EXERCISE AIM: Look through the entries below and return all lines including the word "metal".

Stored data entries:
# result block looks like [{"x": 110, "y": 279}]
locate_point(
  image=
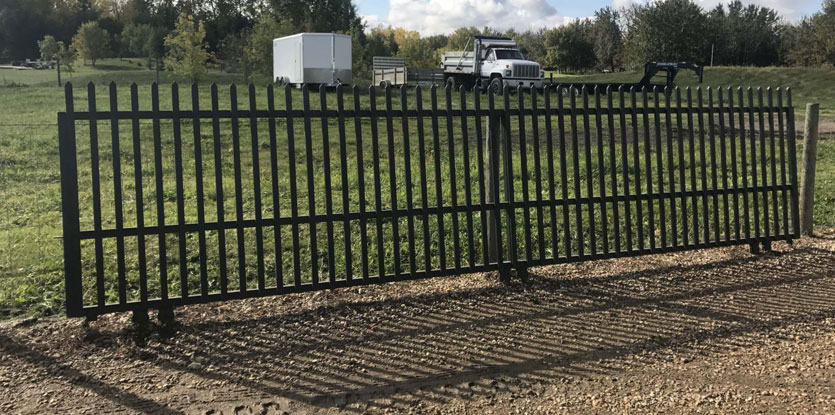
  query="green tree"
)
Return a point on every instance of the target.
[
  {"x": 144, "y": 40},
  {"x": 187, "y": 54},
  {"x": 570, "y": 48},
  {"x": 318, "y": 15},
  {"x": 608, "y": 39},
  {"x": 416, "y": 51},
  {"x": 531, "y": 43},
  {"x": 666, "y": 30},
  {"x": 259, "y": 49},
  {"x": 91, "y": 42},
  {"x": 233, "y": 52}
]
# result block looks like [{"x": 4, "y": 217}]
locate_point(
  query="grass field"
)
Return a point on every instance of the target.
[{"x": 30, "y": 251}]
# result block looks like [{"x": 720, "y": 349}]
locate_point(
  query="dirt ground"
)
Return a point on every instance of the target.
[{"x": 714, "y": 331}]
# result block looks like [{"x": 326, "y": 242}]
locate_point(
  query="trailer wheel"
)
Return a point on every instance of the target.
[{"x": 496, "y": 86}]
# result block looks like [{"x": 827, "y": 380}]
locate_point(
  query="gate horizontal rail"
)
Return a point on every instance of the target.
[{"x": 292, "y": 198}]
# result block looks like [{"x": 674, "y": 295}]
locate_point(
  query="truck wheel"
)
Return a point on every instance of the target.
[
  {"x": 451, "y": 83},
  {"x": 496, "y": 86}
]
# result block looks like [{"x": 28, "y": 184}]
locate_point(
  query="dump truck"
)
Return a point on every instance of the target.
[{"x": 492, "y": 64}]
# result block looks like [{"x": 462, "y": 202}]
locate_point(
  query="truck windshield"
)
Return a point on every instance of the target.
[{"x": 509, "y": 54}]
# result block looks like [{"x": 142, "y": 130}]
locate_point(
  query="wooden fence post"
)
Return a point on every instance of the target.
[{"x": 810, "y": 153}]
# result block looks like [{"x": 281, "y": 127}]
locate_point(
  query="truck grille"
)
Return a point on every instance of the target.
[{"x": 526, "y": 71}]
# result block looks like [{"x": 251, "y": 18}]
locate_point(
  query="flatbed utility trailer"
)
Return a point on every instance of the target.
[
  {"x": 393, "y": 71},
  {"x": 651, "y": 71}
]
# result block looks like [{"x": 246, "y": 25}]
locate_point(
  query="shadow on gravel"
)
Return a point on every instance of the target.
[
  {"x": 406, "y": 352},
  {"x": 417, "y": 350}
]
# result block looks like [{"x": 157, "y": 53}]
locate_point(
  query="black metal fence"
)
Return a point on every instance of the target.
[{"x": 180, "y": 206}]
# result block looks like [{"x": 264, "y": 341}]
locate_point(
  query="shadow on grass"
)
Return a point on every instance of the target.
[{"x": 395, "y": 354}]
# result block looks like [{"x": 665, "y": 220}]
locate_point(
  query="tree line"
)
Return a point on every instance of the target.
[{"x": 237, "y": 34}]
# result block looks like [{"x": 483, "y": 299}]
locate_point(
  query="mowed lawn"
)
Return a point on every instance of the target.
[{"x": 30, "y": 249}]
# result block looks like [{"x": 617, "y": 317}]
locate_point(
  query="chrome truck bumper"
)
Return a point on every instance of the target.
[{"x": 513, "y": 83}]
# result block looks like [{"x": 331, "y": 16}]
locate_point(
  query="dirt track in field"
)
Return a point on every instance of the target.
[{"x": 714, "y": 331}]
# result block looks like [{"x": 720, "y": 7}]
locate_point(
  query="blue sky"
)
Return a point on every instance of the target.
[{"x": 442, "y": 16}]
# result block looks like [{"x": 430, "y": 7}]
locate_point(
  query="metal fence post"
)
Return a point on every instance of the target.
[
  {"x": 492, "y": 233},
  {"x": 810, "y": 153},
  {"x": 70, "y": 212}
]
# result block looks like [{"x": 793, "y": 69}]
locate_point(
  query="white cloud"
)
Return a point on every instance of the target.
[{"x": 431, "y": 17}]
---
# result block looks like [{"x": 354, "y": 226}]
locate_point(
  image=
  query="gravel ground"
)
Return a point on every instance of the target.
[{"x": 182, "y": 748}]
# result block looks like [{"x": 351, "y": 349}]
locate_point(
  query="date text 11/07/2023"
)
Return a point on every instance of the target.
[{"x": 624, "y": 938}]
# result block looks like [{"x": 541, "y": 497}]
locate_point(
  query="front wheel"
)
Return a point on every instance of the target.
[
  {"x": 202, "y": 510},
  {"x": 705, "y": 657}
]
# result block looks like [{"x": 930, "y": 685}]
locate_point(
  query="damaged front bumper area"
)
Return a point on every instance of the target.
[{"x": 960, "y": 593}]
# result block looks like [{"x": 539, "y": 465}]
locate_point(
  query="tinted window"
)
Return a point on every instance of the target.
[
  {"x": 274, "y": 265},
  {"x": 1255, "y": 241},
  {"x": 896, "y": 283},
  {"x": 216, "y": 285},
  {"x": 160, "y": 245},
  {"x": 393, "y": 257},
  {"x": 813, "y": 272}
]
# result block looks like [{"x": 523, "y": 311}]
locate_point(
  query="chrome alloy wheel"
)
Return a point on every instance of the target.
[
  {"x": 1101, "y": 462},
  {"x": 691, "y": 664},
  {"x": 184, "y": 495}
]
...
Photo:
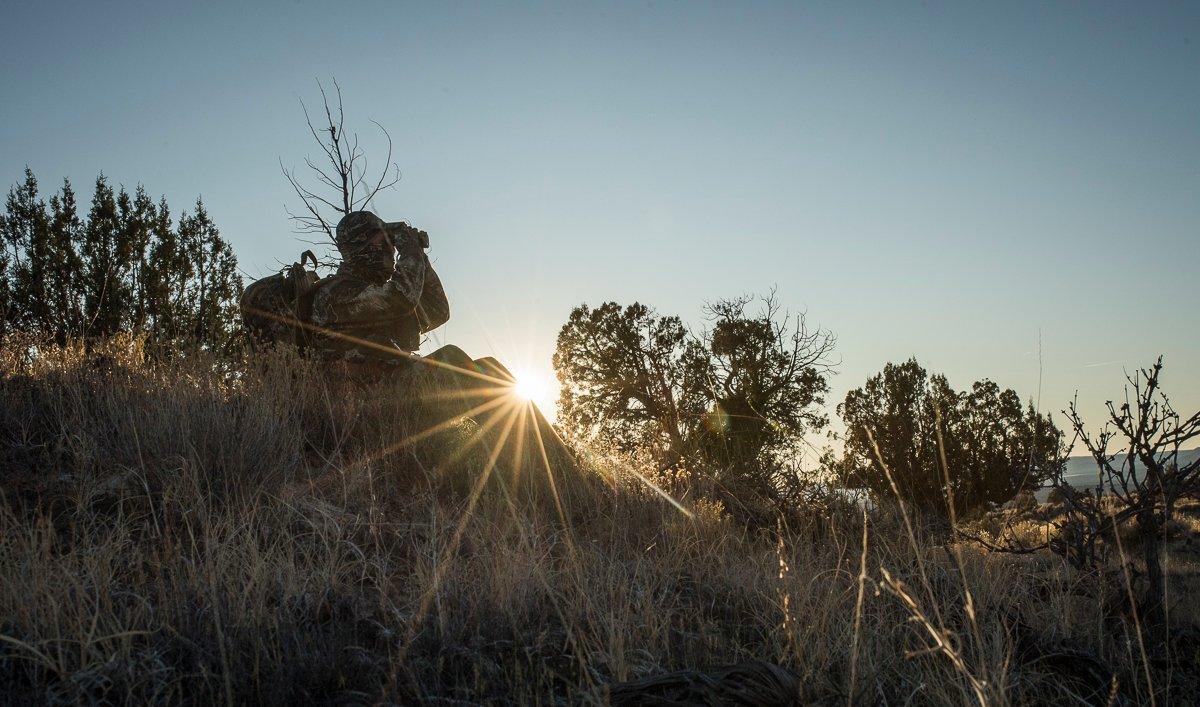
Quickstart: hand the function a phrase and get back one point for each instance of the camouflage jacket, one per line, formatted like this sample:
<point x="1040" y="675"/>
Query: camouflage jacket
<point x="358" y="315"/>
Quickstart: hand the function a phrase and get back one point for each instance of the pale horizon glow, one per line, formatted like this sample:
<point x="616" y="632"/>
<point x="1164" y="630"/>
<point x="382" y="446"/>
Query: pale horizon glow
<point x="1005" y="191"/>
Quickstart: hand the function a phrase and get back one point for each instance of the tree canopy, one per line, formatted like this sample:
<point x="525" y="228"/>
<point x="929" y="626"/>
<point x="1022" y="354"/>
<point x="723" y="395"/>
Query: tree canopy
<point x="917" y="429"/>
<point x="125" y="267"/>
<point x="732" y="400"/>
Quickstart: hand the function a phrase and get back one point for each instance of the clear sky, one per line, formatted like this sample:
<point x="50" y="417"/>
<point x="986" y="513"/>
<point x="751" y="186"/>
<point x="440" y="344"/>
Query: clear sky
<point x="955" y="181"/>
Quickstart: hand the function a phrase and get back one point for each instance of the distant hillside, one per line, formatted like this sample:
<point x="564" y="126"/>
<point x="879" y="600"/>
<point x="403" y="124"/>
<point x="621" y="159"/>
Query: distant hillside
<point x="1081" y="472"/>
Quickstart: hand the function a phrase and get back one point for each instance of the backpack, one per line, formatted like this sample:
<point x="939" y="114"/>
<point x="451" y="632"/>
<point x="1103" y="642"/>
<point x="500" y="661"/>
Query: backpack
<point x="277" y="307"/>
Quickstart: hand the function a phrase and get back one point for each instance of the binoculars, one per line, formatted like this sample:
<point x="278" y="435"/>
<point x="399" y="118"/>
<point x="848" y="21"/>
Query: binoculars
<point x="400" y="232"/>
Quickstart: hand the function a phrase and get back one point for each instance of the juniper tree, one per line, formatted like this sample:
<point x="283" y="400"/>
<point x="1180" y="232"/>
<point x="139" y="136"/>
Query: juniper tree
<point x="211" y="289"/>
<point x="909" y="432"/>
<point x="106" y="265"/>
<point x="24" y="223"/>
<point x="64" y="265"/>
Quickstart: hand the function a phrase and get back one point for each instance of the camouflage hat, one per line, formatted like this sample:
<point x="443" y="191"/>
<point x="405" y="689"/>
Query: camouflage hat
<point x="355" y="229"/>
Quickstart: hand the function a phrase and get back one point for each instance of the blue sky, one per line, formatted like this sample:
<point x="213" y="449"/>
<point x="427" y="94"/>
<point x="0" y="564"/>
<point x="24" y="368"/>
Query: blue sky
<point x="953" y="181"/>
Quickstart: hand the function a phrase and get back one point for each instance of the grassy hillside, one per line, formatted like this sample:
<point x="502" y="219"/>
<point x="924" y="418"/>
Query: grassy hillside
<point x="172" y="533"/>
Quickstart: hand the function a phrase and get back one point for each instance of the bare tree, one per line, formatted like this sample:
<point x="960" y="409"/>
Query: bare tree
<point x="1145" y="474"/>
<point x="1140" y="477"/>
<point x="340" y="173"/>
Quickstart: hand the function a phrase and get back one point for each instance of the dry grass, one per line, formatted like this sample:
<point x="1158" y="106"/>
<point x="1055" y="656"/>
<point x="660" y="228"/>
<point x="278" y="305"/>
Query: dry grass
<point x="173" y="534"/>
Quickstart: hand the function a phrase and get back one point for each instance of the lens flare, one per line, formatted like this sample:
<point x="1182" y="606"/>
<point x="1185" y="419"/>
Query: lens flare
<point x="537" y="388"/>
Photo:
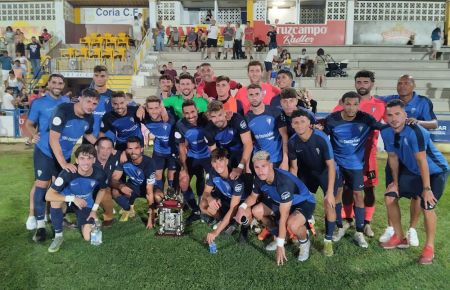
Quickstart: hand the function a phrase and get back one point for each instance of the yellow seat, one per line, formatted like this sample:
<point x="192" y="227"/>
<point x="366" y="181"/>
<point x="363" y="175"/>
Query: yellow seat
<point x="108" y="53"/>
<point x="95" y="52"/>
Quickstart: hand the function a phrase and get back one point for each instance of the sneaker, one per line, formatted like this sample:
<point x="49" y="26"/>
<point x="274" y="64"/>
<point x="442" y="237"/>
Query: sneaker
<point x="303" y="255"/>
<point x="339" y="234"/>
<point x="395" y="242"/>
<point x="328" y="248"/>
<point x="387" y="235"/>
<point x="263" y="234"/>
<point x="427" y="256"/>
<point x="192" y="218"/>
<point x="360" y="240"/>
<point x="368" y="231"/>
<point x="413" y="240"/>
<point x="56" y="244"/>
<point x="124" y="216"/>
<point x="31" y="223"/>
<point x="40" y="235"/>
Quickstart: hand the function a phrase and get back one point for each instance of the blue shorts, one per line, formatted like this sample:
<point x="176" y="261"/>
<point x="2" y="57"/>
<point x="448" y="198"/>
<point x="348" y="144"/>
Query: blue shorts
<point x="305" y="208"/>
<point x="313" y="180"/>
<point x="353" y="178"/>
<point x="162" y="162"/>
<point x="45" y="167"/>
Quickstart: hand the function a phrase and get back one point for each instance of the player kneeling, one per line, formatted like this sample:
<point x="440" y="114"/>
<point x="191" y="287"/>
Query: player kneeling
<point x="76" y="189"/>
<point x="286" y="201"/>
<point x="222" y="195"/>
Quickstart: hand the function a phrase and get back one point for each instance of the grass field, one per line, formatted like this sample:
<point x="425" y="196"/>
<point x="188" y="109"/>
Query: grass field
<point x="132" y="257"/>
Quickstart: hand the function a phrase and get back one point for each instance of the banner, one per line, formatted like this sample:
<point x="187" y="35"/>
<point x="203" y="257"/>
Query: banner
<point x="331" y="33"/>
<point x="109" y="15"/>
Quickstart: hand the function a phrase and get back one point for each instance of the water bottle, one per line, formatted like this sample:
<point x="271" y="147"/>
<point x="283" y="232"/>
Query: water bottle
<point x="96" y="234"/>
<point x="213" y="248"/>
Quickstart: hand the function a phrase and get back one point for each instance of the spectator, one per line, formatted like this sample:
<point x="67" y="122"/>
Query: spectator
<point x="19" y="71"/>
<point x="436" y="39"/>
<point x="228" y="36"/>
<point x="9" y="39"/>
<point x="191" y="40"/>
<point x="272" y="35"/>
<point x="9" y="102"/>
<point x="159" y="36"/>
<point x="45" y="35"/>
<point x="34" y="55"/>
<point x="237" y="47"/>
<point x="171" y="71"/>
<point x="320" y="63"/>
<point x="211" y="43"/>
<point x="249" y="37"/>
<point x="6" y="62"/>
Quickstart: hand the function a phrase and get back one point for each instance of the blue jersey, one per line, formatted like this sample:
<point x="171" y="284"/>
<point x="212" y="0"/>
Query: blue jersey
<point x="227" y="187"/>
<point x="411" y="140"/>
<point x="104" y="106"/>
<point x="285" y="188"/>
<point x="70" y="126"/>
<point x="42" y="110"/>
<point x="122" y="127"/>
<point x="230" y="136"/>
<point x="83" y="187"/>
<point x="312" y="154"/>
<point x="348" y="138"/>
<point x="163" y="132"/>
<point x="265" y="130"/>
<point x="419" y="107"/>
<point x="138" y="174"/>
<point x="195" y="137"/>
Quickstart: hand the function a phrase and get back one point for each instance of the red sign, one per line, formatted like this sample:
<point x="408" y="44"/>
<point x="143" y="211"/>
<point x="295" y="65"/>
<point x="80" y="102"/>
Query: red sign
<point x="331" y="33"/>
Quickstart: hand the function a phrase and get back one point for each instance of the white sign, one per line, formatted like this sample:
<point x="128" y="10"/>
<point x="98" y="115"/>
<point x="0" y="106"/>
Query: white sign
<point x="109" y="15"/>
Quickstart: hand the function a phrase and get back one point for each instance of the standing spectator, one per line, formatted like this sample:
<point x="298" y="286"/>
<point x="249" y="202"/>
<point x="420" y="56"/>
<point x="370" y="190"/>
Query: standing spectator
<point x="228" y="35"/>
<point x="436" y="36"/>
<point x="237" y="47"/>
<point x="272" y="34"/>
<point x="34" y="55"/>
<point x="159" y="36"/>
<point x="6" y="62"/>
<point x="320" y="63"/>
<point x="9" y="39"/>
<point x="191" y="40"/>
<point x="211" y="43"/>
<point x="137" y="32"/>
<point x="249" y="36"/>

THE ANSWER:
  query="black metal fence"
  query="metal fence post"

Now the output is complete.